- Action item
With the pictures left out, reproduce exactly the lines from the one containing "264L33 256L22 257L20" through the final line of the entries.

- Data for processing
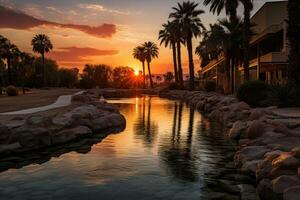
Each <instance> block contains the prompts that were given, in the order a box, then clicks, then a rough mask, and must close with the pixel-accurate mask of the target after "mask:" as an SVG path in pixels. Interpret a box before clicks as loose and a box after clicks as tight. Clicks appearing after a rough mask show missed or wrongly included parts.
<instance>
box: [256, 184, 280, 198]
mask: <svg viewBox="0 0 300 200" xmlns="http://www.w3.org/2000/svg"><path fill="white" fill-rule="evenodd" d="M256 190H257V193H258V195H259V196H260V198H261V199H263V200H282V195H280V194H276V193H274V192H273V188H272V182H271V180H269V179H262V180H261V181H260V182H259V184H258V186H257V188H256Z"/></svg>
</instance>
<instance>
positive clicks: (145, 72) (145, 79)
mask: <svg viewBox="0 0 300 200" xmlns="http://www.w3.org/2000/svg"><path fill="white" fill-rule="evenodd" d="M142 63H143V79H144V80H143V84H144V85H143V87H144V89H145V88H146V72H145V61H143V62H142Z"/></svg>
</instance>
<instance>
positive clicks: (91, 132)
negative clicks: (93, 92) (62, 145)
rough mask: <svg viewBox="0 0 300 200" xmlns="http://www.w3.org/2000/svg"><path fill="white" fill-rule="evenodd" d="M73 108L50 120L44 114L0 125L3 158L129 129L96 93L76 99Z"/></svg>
mask: <svg viewBox="0 0 300 200" xmlns="http://www.w3.org/2000/svg"><path fill="white" fill-rule="evenodd" d="M70 107H71V108H72V109H70V110H68V109H67V111H61V112H57V113H58V114H56V115H55V116H51V117H50V116H47V115H45V113H41V114H33V115H30V116H21V117H15V118H13V119H11V120H10V121H9V122H8V123H6V124H1V123H0V155H1V156H5V155H9V154H13V153H20V152H25V151H29V150H36V149H41V148H45V147H51V146H56V145H61V144H66V143H69V142H72V141H74V140H76V139H79V138H83V137H89V136H91V135H93V134H96V133H97V134H99V133H101V132H105V131H106V130H108V129H114V128H115V129H124V128H125V126H126V120H125V118H124V117H123V116H122V115H121V114H120V113H119V112H118V110H117V109H116V108H115V107H114V106H112V105H109V104H107V103H104V102H102V103H100V102H99V98H98V96H96V95H95V94H93V93H85V94H82V95H77V96H74V97H73V99H72V105H71V106H70ZM105 134H107V133H105Z"/></svg>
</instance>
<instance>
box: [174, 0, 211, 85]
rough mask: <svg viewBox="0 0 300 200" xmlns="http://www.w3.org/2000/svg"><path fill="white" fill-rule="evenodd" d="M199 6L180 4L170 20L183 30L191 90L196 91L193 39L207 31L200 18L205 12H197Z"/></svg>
mask: <svg viewBox="0 0 300 200" xmlns="http://www.w3.org/2000/svg"><path fill="white" fill-rule="evenodd" d="M198 5H199V4H197V3H195V2H190V1H187V2H183V3H182V4H180V3H178V7H174V8H173V9H174V10H175V12H174V13H171V14H170V18H173V19H174V20H175V21H176V22H177V23H178V24H180V28H181V30H182V35H183V37H184V39H185V42H186V46H187V50H188V57H189V71H190V76H189V89H190V90H194V89H195V72H194V70H195V69H194V60H193V53H194V50H193V44H192V39H193V37H198V36H199V35H200V33H201V32H202V30H205V27H204V26H203V24H202V22H201V20H200V18H199V16H200V15H201V14H203V13H204V11H203V10H197V9H196V8H197V6H198Z"/></svg>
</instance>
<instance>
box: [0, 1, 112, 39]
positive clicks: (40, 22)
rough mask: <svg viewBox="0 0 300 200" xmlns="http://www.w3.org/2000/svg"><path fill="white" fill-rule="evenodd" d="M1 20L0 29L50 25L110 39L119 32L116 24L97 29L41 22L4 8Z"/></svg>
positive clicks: (0, 15) (95, 26)
mask: <svg viewBox="0 0 300 200" xmlns="http://www.w3.org/2000/svg"><path fill="white" fill-rule="evenodd" d="M0 19H1V20H0V28H13V29H30V28H34V27H37V26H42V25H48V26H56V27H61V28H70V29H75V30H79V31H82V32H84V33H87V34H90V35H93V36H95V37H99V38H110V37H112V36H113V35H114V34H115V33H116V32H117V27H116V25H114V24H102V25H100V26H95V27H94V26H87V25H79V24H62V23H56V22H51V21H46V20H40V19H37V18H35V17H32V16H30V15H27V14H25V13H23V12H20V11H16V10H13V9H10V8H6V7H3V6H0Z"/></svg>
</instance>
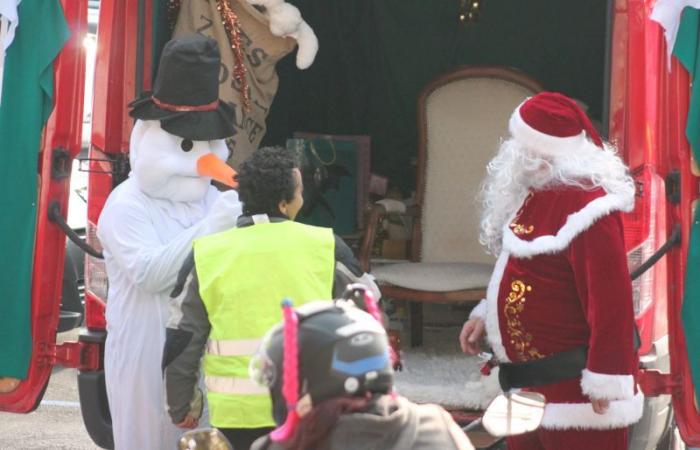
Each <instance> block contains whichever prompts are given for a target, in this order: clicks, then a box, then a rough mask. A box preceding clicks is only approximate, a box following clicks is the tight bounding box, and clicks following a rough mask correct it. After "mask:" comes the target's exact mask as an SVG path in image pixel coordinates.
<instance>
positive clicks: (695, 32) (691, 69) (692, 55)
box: [673, 7, 700, 161]
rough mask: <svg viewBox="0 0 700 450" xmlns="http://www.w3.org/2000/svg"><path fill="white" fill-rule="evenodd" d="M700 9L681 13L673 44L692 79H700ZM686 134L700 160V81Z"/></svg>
mask: <svg viewBox="0 0 700 450" xmlns="http://www.w3.org/2000/svg"><path fill="white" fill-rule="evenodd" d="M699 33H700V10H698V9H695V8H691V7H687V8H684V9H683V12H682V14H681V23H680V26H679V28H678V34H677V35H676V42H675V43H674V45H673V54H674V55H676V57H677V58H678V60H679V61H680V62H681V64H683V67H685V68H686V70H687V71H688V73H690V78H691V80H696V79H700V78H698V75H700V73H699V72H698V71H700V63H699V62H700V45H698V43H699V42H698V40H700V34H699ZM685 134H686V136H687V137H688V142H690V146H691V148H692V150H693V155H694V156H695V160H696V161H700V83H693V86H692V90H691V93H690V105H689V108H688V119H687V122H686V127H685Z"/></svg>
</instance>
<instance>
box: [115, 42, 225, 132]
mask: <svg viewBox="0 0 700 450" xmlns="http://www.w3.org/2000/svg"><path fill="white" fill-rule="evenodd" d="M220 62H221V56H220V54H219V45H218V44H217V43H216V41H215V40H214V39H211V38H207V37H203V36H200V35H197V34H193V35H189V36H183V37H179V38H176V39H173V40H171V41H168V42H167V43H166V44H165V48H163V53H162V54H161V57H160V65H159V66H158V73H157V75H156V81H155V83H154V88H153V92H144V93H143V94H142V95H141V96H140V97H139V98H137V99H136V100H134V101H133V102H131V104H129V106H130V107H132V108H133V109H132V110H131V113H130V115H131V117H134V118H136V119H143V120H160V123H161V127H162V128H163V129H164V130H165V131H167V132H168V133H171V134H174V135H176V136H180V137H182V138H185V139H191V140H193V141H210V140H214V139H224V138H227V137H229V136H233V135H234V134H235V133H236V130H235V129H234V128H233V123H234V119H235V111H234V109H233V108H232V107H231V106H229V105H228V104H226V103H225V102H223V101H221V100H219V68H220Z"/></svg>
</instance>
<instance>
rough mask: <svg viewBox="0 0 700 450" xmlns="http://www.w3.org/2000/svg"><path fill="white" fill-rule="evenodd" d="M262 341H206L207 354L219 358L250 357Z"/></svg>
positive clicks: (236, 339)
mask: <svg viewBox="0 0 700 450" xmlns="http://www.w3.org/2000/svg"><path fill="white" fill-rule="evenodd" d="M260 344H262V339H227V340H216V339H209V341H207V353H209V354H211V355H219V356H252V355H254V354H255V353H257V351H258V349H259V348H260Z"/></svg>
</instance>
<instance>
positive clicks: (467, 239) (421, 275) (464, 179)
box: [360, 66, 542, 346]
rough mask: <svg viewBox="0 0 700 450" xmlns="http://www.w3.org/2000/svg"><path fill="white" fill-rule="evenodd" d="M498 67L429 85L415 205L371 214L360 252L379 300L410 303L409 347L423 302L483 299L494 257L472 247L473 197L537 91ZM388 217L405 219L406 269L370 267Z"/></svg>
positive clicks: (366, 268)
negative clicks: (375, 234)
mask: <svg viewBox="0 0 700 450" xmlns="http://www.w3.org/2000/svg"><path fill="white" fill-rule="evenodd" d="M541 90H542V88H541V86H540V84H539V83H538V82H537V81H535V80H534V79H532V78H530V77H528V76H527V75H525V74H523V73H521V72H517V71H515V70H511V69H507V68H503V67H481V66H480V67H461V68H458V69H456V70H454V71H452V72H450V73H447V74H445V75H442V76H440V77H439V78H437V79H436V80H434V81H433V82H431V83H430V84H429V85H428V86H427V87H426V88H425V89H424V90H423V92H422V94H421V95H420V97H419V99H418V133H419V135H418V139H419V141H418V167H417V169H418V173H417V174H416V176H417V179H416V197H415V204H414V206H411V207H409V208H408V209H404V210H399V211H387V209H386V208H385V207H384V206H382V205H375V207H374V209H373V210H372V212H371V214H370V217H369V221H368V226H367V229H366V233H365V236H364V239H363V242H362V246H361V249H360V262H361V263H362V264H363V266H364V268H365V270H368V269H371V273H372V274H373V275H374V276H375V277H376V279H377V281H378V283H379V285H380V288H381V290H382V294H383V295H384V296H386V297H390V298H394V299H397V300H408V301H411V308H410V312H411V318H410V321H411V345H412V346H417V345H420V344H421V341H422V302H443V303H451V302H471V301H478V300H480V299H482V298H483V297H484V296H485V293H486V286H487V285H488V282H489V278H490V275H491V271H492V268H493V264H494V258H492V257H491V256H490V255H488V254H487V253H486V252H485V251H484V250H483V248H482V247H481V246H480V244H479V242H478V236H479V207H478V205H477V204H476V196H477V194H478V191H479V186H480V184H481V182H482V181H483V179H484V177H485V175H486V165H487V163H488V161H489V160H490V159H491V158H492V157H493V156H494V154H495V152H496V150H497V148H498V145H499V143H500V140H501V139H502V138H505V137H507V136H508V119H509V117H510V115H511V113H512V112H513V110H514V109H515V107H516V106H518V104H520V103H521V102H522V101H523V100H524V99H525V98H527V97H529V96H531V95H533V94H535V93H537V92H539V91H541ZM388 213H399V214H405V215H408V216H411V217H412V219H413V231H412V238H411V249H410V252H409V253H410V262H408V263H396V264H386V265H382V266H378V267H374V268H370V252H371V249H372V246H373V243H374V237H375V234H376V231H377V227H378V225H379V224H380V222H381V220H382V219H383V218H384V217H385V216H386V215H387V214H388Z"/></svg>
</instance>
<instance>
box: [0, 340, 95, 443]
mask: <svg viewBox="0 0 700 450" xmlns="http://www.w3.org/2000/svg"><path fill="white" fill-rule="evenodd" d="M77 336H78V333H77V331H73V332H68V333H62V334H60V335H59V340H77ZM77 374H78V371H77V370H75V369H64V368H61V367H58V368H55V369H54V371H53V374H52V375H51V379H50V381H49V386H48V388H47V390H46V394H45V395H44V399H43V400H42V402H41V405H40V406H39V407H38V408H37V409H36V411H34V412H32V413H30V414H10V413H0V436H1V437H0V450H10V449H12V450H15V449H18V450H19V449H21V450H38V449H65V450H68V449H70V450H87V449H90V450H93V449H98V448H99V447H97V446H95V444H93V443H92V440H90V436H88V434H87V431H85V426H84V425H83V418H82V416H81V414H80V404H79V402H78V381H77Z"/></svg>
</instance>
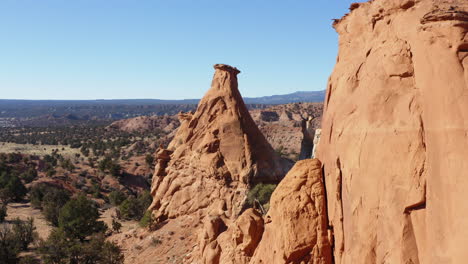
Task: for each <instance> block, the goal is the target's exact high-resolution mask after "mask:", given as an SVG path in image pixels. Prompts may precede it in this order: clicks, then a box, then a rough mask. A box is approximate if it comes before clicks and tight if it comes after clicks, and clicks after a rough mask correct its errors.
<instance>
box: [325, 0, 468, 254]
mask: <svg viewBox="0 0 468 264" xmlns="http://www.w3.org/2000/svg"><path fill="white" fill-rule="evenodd" d="M351 9H352V12H351V13H350V14H349V15H347V16H345V17H344V18H342V19H341V20H337V21H336V22H335V24H334V26H335V29H336V31H337V32H338V33H339V36H340V37H339V56H338V59H337V64H336V67H335V69H334V71H333V74H332V75H331V77H330V80H329V84H328V90H327V96H326V101H325V112H324V117H323V122H322V135H321V141H320V144H319V147H318V153H317V157H318V158H319V159H320V160H321V161H322V162H323V167H324V172H325V178H326V187H327V198H328V216H329V219H330V225H331V227H332V228H333V233H334V258H335V263H465V262H466V259H468V251H467V250H466V245H467V244H468V218H467V215H468V203H467V202H466V200H467V199H468V192H467V191H466V189H467V187H468V175H467V172H468V162H466V159H467V157H468V141H467V134H468V125H467V123H466V120H467V118H468V93H467V91H468V85H467V84H468V59H467V58H466V57H467V55H468V34H467V33H468V2H467V1H463V0H451V1H449V0H446V1H445V0H440V1H435V0H375V1H371V2H367V3H361V4H353V5H352V6H351Z"/></svg>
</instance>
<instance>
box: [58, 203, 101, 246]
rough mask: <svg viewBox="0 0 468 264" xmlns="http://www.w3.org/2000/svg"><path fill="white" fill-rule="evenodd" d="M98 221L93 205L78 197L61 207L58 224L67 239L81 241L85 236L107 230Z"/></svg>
mask: <svg viewBox="0 0 468 264" xmlns="http://www.w3.org/2000/svg"><path fill="white" fill-rule="evenodd" d="M98 219H99V211H98V209H97V208H96V206H95V204H94V203H93V202H92V201H90V200H88V199H87V198H86V197H85V196H83V195H80V196H78V198H76V199H71V200H70V201H68V202H67V203H66V204H65V205H64V206H63V207H62V209H61V210H60V215H59V219H58V223H59V228H60V229H61V230H63V231H64V233H65V235H67V237H69V238H76V239H79V240H80V241H83V240H84V239H85V238H86V237H87V236H89V235H92V234H93V233H96V232H103V231H105V230H106V229H107V227H106V225H105V223H104V222H102V221H98Z"/></svg>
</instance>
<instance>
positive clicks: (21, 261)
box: [19, 256, 41, 264]
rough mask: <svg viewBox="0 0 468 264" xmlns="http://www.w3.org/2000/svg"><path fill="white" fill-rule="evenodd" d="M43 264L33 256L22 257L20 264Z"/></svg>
mask: <svg viewBox="0 0 468 264" xmlns="http://www.w3.org/2000/svg"><path fill="white" fill-rule="evenodd" d="M39 263H41V262H40V261H39V260H37V259H36V258H35V257H33V256H24V257H21V259H20V261H19V264H39Z"/></svg>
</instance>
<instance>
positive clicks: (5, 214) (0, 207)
mask: <svg viewBox="0 0 468 264" xmlns="http://www.w3.org/2000/svg"><path fill="white" fill-rule="evenodd" d="M7 215H8V214H7V206H6V205H4V204H3V205H2V206H0V223H3V221H5V218H6V217H7Z"/></svg>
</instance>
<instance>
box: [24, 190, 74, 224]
mask: <svg viewBox="0 0 468 264" xmlns="http://www.w3.org/2000/svg"><path fill="white" fill-rule="evenodd" d="M29 198H30V200H31V205H32V206H33V207H35V208H40V209H41V210H42V213H43V214H44V217H45V218H46V219H47V221H49V222H50V223H52V225H54V226H58V217H59V213H60V209H61V208H62V207H63V206H64V205H65V204H66V203H67V202H68V201H69V200H70V193H69V192H68V191H66V190H63V189H59V188H57V187H55V186H51V185H46V184H37V185H35V186H34V187H32V189H31V191H30V192H29Z"/></svg>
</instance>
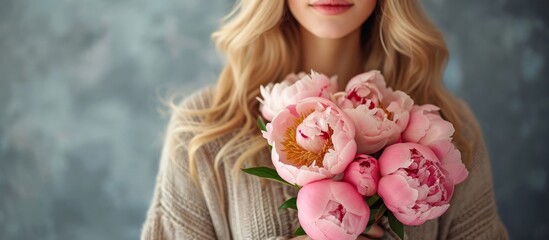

- Completed task
rough mask: <svg viewBox="0 0 468 264" xmlns="http://www.w3.org/2000/svg"><path fill="white" fill-rule="evenodd" d="M43 264L33 256L22 257L20 264Z"/></svg>
mask: <svg viewBox="0 0 468 264" xmlns="http://www.w3.org/2000/svg"><path fill="white" fill-rule="evenodd" d="M39 263H41V262H40V261H39V260H37V259H36V258H35V257H33V256H24V257H21V259H20V261H19V264H39Z"/></svg>
</instance>
<instance>
positive clicks: (5, 214) (0, 207)
mask: <svg viewBox="0 0 468 264" xmlns="http://www.w3.org/2000/svg"><path fill="white" fill-rule="evenodd" d="M7 215H8V214H7V206H6V205H4V204H3V205H2V206H0V223H3V221H5V218H6V217H7Z"/></svg>
</instance>
<instance>
box: [24, 190, 74, 224]
mask: <svg viewBox="0 0 468 264" xmlns="http://www.w3.org/2000/svg"><path fill="white" fill-rule="evenodd" d="M29 198H30V200H31V205H32V206H33V207H35V208H40V209H41V210H42V213H43V214H44V217H45V218H46V219H47V221H49V222H50V223H52V225H54V226H58V217H59V213H60V209H61V208H62V207H63V206H64V205H65V204H66V203H67V202H68V201H69V200H70V193H69V192H68V191H66V190H63V189H59V188H57V187H55V186H51V185H46V184H37V185H35V186H34V187H32V189H31V191H30V192H29Z"/></svg>
</instance>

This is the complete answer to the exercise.